*RECORDS SHOWN*.

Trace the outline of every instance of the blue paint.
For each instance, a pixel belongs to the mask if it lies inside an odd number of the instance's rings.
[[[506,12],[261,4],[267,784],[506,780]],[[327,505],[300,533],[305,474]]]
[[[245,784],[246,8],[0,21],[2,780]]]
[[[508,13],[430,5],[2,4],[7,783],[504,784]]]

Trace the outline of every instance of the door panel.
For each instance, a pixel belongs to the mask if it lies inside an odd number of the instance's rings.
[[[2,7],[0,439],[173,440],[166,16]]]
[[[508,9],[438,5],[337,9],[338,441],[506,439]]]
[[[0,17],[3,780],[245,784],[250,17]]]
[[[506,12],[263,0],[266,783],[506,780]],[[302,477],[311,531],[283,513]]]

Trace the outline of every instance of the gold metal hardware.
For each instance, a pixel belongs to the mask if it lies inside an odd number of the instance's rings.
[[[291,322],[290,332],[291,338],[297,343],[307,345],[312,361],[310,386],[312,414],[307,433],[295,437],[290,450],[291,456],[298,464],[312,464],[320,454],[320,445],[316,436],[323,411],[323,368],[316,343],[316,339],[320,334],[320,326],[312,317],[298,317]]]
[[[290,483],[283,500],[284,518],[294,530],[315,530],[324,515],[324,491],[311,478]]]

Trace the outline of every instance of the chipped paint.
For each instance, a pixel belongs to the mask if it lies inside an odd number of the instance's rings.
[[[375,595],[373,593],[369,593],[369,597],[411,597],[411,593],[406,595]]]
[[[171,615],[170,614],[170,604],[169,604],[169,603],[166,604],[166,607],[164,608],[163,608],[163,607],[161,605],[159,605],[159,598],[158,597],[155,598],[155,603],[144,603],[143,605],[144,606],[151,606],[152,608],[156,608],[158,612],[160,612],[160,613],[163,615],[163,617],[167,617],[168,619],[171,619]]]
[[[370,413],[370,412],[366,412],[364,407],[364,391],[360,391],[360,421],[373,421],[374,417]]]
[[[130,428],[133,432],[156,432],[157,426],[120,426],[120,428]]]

*WHAT NEEDS TO BE DONE*. Reproduce every row above, character for character.

*RESULT BELOW*.
Trace the outline of every instance of the blue paint.
For each instance, a pixel belongs to the mask if it lies inside an odd number of the instance's rings.
[[[506,12],[261,4],[267,784],[506,780]],[[327,505],[300,533],[305,474]]]
[[[245,784],[246,8],[0,21],[2,780]]]
[[[508,13],[430,5],[2,4],[7,783],[504,784]]]

Trace the outline of every instance of the door panel.
For each instance, a pixel belongs to the mask if it lies inside an odd number of the instance's rings.
[[[2,7],[0,439],[173,440],[166,16]]]
[[[508,9],[438,5],[337,9],[338,441],[506,439]]]
[[[0,17],[3,780],[245,784],[250,17]]]
[[[506,12],[263,0],[266,783],[506,780]],[[302,477],[311,531],[283,513]]]

Trace the outline of every instance of the gold metal hardware.
For each instance, a pixel belongs to the mask if it lies inside an odd number of the instance's rings.
[[[291,322],[290,332],[291,338],[297,343],[307,345],[312,361],[310,386],[312,414],[307,433],[295,437],[290,450],[291,456],[298,464],[312,464],[320,454],[320,445],[316,436],[323,411],[323,368],[316,343],[316,339],[320,334],[320,326],[312,317],[298,317]]]
[[[290,483],[283,500],[284,518],[294,530],[315,530],[324,515],[324,491],[311,478]]]

Trace the outline of every instance of the chipped paint.
For each instance, a pixel belongs to the mask if it lies inside an odd number of the instance's rings.
[[[375,595],[373,593],[369,593],[369,597],[411,597],[411,593],[406,595]]]
[[[171,615],[170,614],[170,604],[169,604],[169,603],[166,604],[166,607],[164,608],[163,608],[163,607],[161,605],[159,605],[159,598],[158,597],[155,598],[155,603],[144,603],[143,605],[144,606],[151,606],[152,608],[156,608],[158,612],[160,612],[160,613],[163,615],[163,617],[167,617],[168,619],[171,619]]]
[[[370,413],[370,412],[366,412],[364,407],[364,391],[360,391],[360,421],[373,421],[374,417]]]
[[[130,428],[133,432],[156,432],[157,426],[120,426],[120,428]]]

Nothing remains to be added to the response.